start Raw data

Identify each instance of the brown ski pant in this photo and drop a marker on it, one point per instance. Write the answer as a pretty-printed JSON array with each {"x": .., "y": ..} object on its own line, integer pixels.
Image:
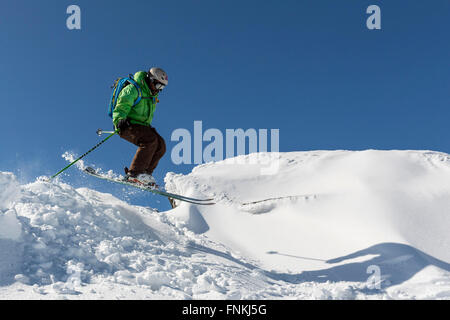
[{"x": 151, "y": 148}]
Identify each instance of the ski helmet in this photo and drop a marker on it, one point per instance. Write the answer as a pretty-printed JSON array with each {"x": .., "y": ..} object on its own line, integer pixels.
[{"x": 159, "y": 75}]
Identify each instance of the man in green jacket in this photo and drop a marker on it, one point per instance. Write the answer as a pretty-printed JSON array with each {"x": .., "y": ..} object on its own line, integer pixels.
[{"x": 134, "y": 124}]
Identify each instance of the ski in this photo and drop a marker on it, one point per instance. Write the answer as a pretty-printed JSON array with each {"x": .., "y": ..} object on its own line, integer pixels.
[{"x": 91, "y": 171}]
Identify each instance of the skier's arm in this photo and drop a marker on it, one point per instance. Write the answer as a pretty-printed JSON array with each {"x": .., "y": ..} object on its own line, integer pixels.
[{"x": 125, "y": 101}]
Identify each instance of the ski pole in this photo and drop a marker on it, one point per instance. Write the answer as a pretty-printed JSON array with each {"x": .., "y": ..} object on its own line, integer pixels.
[
  {"x": 92, "y": 149},
  {"x": 100, "y": 132}
]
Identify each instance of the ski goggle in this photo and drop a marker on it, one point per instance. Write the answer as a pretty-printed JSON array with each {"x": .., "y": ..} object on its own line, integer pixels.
[{"x": 159, "y": 85}]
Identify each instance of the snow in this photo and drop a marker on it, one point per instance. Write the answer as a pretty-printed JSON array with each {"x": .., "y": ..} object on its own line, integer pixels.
[{"x": 318, "y": 225}]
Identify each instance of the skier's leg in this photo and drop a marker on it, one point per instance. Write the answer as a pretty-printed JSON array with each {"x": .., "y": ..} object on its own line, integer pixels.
[
  {"x": 147, "y": 142},
  {"x": 159, "y": 153}
]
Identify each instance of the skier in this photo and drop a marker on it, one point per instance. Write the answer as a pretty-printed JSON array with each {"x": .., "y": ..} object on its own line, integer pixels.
[{"x": 134, "y": 124}]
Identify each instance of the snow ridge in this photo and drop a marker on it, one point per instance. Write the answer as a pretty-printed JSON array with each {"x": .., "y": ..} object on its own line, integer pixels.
[{"x": 325, "y": 225}]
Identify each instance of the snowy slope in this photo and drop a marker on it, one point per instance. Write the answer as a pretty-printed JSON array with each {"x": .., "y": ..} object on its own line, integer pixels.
[{"x": 336, "y": 224}]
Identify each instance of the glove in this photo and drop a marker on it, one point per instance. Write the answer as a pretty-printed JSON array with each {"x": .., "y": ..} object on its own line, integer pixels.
[{"x": 122, "y": 124}]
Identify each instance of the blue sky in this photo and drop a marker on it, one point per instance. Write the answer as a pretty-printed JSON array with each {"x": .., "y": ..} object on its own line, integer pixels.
[{"x": 309, "y": 68}]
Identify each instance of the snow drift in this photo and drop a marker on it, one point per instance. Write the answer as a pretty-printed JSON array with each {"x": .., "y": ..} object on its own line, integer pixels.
[{"x": 317, "y": 225}]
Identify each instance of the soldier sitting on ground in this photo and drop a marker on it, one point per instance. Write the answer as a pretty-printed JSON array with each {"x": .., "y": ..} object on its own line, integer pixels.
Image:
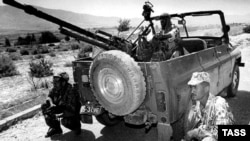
[
  {"x": 208, "y": 112},
  {"x": 62, "y": 103}
]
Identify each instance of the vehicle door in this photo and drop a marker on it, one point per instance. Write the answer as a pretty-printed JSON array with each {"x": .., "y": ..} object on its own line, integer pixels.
[
  {"x": 225, "y": 67},
  {"x": 210, "y": 63}
]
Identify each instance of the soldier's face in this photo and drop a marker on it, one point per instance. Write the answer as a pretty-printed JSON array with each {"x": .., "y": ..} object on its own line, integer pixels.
[
  {"x": 199, "y": 91},
  {"x": 56, "y": 82}
]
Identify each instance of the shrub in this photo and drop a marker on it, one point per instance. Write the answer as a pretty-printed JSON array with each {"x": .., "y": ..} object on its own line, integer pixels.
[
  {"x": 43, "y": 50},
  {"x": 42, "y": 68},
  {"x": 75, "y": 46},
  {"x": 48, "y": 37},
  {"x": 15, "y": 56},
  {"x": 24, "y": 52},
  {"x": 68, "y": 64},
  {"x": 7, "y": 67},
  {"x": 39, "y": 56},
  {"x": 11, "y": 50},
  {"x": 7, "y": 42},
  {"x": 64, "y": 49},
  {"x": 83, "y": 52},
  {"x": 34, "y": 52},
  {"x": 52, "y": 54},
  {"x": 246, "y": 29}
]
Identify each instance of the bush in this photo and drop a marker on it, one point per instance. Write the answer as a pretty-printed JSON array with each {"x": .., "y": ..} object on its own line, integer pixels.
[
  {"x": 43, "y": 50},
  {"x": 246, "y": 29},
  {"x": 7, "y": 67},
  {"x": 64, "y": 49},
  {"x": 48, "y": 37},
  {"x": 7, "y": 42},
  {"x": 15, "y": 56},
  {"x": 42, "y": 68},
  {"x": 11, "y": 50},
  {"x": 24, "y": 52},
  {"x": 39, "y": 56},
  {"x": 75, "y": 46},
  {"x": 34, "y": 52},
  {"x": 68, "y": 64},
  {"x": 52, "y": 54},
  {"x": 83, "y": 52}
]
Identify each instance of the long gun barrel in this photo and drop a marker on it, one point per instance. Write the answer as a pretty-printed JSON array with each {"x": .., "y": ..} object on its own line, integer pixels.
[{"x": 102, "y": 42}]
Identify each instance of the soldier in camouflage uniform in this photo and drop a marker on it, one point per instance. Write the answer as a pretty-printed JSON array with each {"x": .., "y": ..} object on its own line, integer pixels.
[
  {"x": 166, "y": 43},
  {"x": 62, "y": 103}
]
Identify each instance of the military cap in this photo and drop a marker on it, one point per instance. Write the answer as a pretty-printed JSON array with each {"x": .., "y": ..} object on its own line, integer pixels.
[
  {"x": 62, "y": 75},
  {"x": 198, "y": 77}
]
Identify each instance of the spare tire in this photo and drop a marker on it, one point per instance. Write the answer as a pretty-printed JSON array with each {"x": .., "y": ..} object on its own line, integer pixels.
[
  {"x": 117, "y": 82},
  {"x": 233, "y": 87}
]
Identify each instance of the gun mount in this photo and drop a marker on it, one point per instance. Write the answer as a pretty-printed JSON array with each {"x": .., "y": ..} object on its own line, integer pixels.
[
  {"x": 100, "y": 38},
  {"x": 110, "y": 43}
]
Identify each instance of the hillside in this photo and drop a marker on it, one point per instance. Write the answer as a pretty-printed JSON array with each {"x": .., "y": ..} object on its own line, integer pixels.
[
  {"x": 12, "y": 19},
  {"x": 15, "y": 19}
]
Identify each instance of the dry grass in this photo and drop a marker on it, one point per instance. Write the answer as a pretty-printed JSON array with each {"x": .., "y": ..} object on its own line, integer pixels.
[{"x": 18, "y": 88}]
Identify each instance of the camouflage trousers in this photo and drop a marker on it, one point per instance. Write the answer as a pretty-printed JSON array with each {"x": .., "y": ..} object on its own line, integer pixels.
[{"x": 72, "y": 123}]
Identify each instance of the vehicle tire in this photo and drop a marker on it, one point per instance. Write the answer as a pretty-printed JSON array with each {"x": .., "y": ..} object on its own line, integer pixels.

end Raw data

> **Stated exercise**
Without the pictures, restate each entry exactly.

> **Solution for this exercise**
Identify each instance of the brown ski pant in this photo and drop a marker on it, one point per instance. Write the answer as a pretty-printed JSON array with each {"x": .., "y": ..} object on its own line, integer pixels.
Image:
[{"x": 151, "y": 148}]
Identify each instance of the ski helmet in this photo and drop a marker on it, one point per instance. Write the answer as a pretty-printed JSON array with each {"x": .., "y": ..} object on its own line, integer pixels.
[{"x": 159, "y": 75}]
Identify each instance of the man in green jacket in this photo and drop a marker on it, one point per instance. Write the answer as a pretty-printed JSON array with each {"x": .., "y": ..} object on its own line, integer pixels.
[{"x": 134, "y": 124}]
Identify each instance of the ski in this photo and drop a marker on it, one point per instance. Write the answer as a pretty-printed JSON array with each {"x": .., "y": ..} object on its own line, integer pixels.
[{"x": 91, "y": 171}]
Identify each instance of the skier's arm in this photo and drop a marker on it, one point per instance. Write the answer as a pretty-printed JSON array with each {"x": .., "y": ..} object on its own line, integer pixels.
[{"x": 125, "y": 101}]
Identify each instance of the ski pole in this photo and drop a marker on it, one point per instance. Write the answer as a pretty-printed JSON array with each {"x": .., "y": ..} object on its own line, integer pixels.
[
  {"x": 92, "y": 149},
  {"x": 100, "y": 132}
]
Identify each instance of the ski goggle in this photo and drop a marker on it, one point per instance. Write the answer as a pretty-printed JSON array with each {"x": .., "y": ..} object on its own line, integer pixels.
[{"x": 159, "y": 85}]
Identify each instance of the snow in this photo and drop a marker on it, one point per instance. Write the answer as a pretty-printed JSON array with each {"x": .., "y": ..} object on its own line, integer pixels.
[{"x": 318, "y": 225}]
Identify each instance of the skier's leg in this photo and drop a marker on it, one point per instance. Write the answer as a pretty-printed JSON array with each {"x": .., "y": ..} object on its own line, integer pixels.
[
  {"x": 147, "y": 142},
  {"x": 159, "y": 153}
]
Identify each instance of the skier in this photo and drop a marker on it, one point per instance. Write the answer as a pretty-printed JSON array with each {"x": .., "y": ..} object on its own line, integer pixels.
[{"x": 134, "y": 124}]
Identify each instance of the snow ridge in this photo and drop a marker on it, one point per instance. Write the answer as a pretty-printed JSON array with each {"x": .., "y": ..} object on its own line, integer pixels.
[{"x": 325, "y": 225}]
Identify each instance of the snowy slope in this photo and drop a marker on it, one point per instance. Write the answer as a pretty-printed JSON array with each {"x": .., "y": ..} object on its own line, integer pixels.
[{"x": 336, "y": 224}]
Identify each instance of the glove in this photo and drop a marker on it, one point per instance. Write the answer as a pretty-printed JSON array with each {"x": .., "y": ..} object on its own line, integer pixels.
[{"x": 122, "y": 124}]
Identify each instance of the blue sky in this photo and drop a marker on it, one point per instance. Write the answer as a pretty-printed JSON array with each {"x": .., "y": ..} object on its own line, integer pixels.
[{"x": 309, "y": 68}]
Identify each instance of the snow drift in this photo and drop a marker on it, one point per instance. Write the answer as a pretty-printed JSON array with each {"x": .., "y": ..} object on its own line, integer pixels.
[{"x": 317, "y": 225}]
Identify each instance of the soldier sitting on ground in this photo and drop a marker on it, one point per instance. Write the answer as a pretty-printed JSON array with each {"x": .., "y": ..} object on its own line, integer pixels.
Image:
[
  {"x": 208, "y": 112},
  {"x": 62, "y": 103}
]
Identify each instance of the vehicle door in this photo and drop a marker on it, one point per instance. Write the answer as a pretty-printed JSON array with each {"x": .., "y": ..} object on its own line, integer pixels.
[
  {"x": 225, "y": 67},
  {"x": 210, "y": 63}
]
Identify each instance of the soldier's face in this photo and drop a marker on it, one point per instance. Write the answer as a pretty-printed JSON array with each {"x": .., "y": ..} object on its own line, integer pixels.
[
  {"x": 199, "y": 91},
  {"x": 56, "y": 82}
]
Identify each instance of the shrub in this photo and drop a marker on it, one point per instance. Write the answer as a pretty-printed JSON array with each {"x": .., "y": ..} object on its own line, integer pixels.
[
  {"x": 43, "y": 50},
  {"x": 42, "y": 68},
  {"x": 75, "y": 46},
  {"x": 48, "y": 37},
  {"x": 15, "y": 56},
  {"x": 24, "y": 52},
  {"x": 68, "y": 64},
  {"x": 7, "y": 67},
  {"x": 39, "y": 56},
  {"x": 11, "y": 50},
  {"x": 7, "y": 42},
  {"x": 64, "y": 49},
  {"x": 83, "y": 52},
  {"x": 34, "y": 52},
  {"x": 52, "y": 54},
  {"x": 246, "y": 29}
]
Identify each instance of the bush in this photo and drop a marker on it, one point per instance. Write the answer as a pretty-printed JSON array with each {"x": .., "y": ..} object on its own line, integer pixels.
[
  {"x": 43, "y": 50},
  {"x": 246, "y": 29},
  {"x": 7, "y": 67},
  {"x": 64, "y": 49},
  {"x": 48, "y": 37},
  {"x": 7, "y": 42},
  {"x": 15, "y": 56},
  {"x": 42, "y": 68},
  {"x": 11, "y": 50},
  {"x": 24, "y": 52},
  {"x": 39, "y": 56},
  {"x": 75, "y": 46},
  {"x": 34, "y": 52},
  {"x": 68, "y": 64},
  {"x": 52, "y": 54},
  {"x": 83, "y": 52}
]
Identify each instance of the long gun barrel in this photo and drop a marker on it, one point per instance. Write the answer as a pretty-printed JSON array with each {"x": .., "y": ..} object on its own line, integer pixels.
[{"x": 102, "y": 42}]
Identify each instance of the soldier in camouflage uniform in this photo and drop a marker on it, one point per instance. Write the answer as a pretty-printed JSON array with each {"x": .., "y": ..} object on its own line, integer pixels.
[
  {"x": 166, "y": 43},
  {"x": 62, "y": 103}
]
Identify each instance of the military cap in this photo and drop a marker on it, one point per instance. Write the answer as a pretty-printed JSON array with each {"x": .., "y": ..} object on its own line, integer pixels.
[
  {"x": 62, "y": 75},
  {"x": 198, "y": 77}
]
Identify each instance of the spare tire in this photo and drop a marker on it, one point per instance. Write the answer as a pretty-printed JSON array with each {"x": .., "y": ..} object on its own line, integer pixels.
[
  {"x": 117, "y": 82},
  {"x": 233, "y": 87}
]
Identify each instance of the gun mount in this photo and drop a marker on it, one point per instance. Write the answer as a pretty-printed JSON array with each {"x": .., "y": ..} object on its own line, integer pixels.
[
  {"x": 100, "y": 38},
  {"x": 110, "y": 43}
]
Identify each instance of the hillside in this photo and drop a marker on it, one point per instance. Write the answer as a pretty-printed JSON array with each {"x": .., "y": ..} object on its own line, integer pixels.
[
  {"x": 12, "y": 19},
  {"x": 15, "y": 19}
]
Identify each instance of the dry grass in this photo and drop a marker on it, one point per instance. Write the answer as a pretty-printed JSON array with each {"x": .., "y": ..} object on its own line, integer pixels.
[{"x": 18, "y": 88}]
Identify each instance of the camouflage trousers in this photo and drop a marker on it, one point per instance. Write the answer as a pretty-printed JSON array with each {"x": .., "y": ..} object on its own line, integer pixels.
[{"x": 72, "y": 123}]
Identify each instance of the vehicle tire in this photo and drop a marker on it, one point per instance. Write the answer as a pretty-printed JSON array with each {"x": .., "y": ..} object on its own line, integer pixels.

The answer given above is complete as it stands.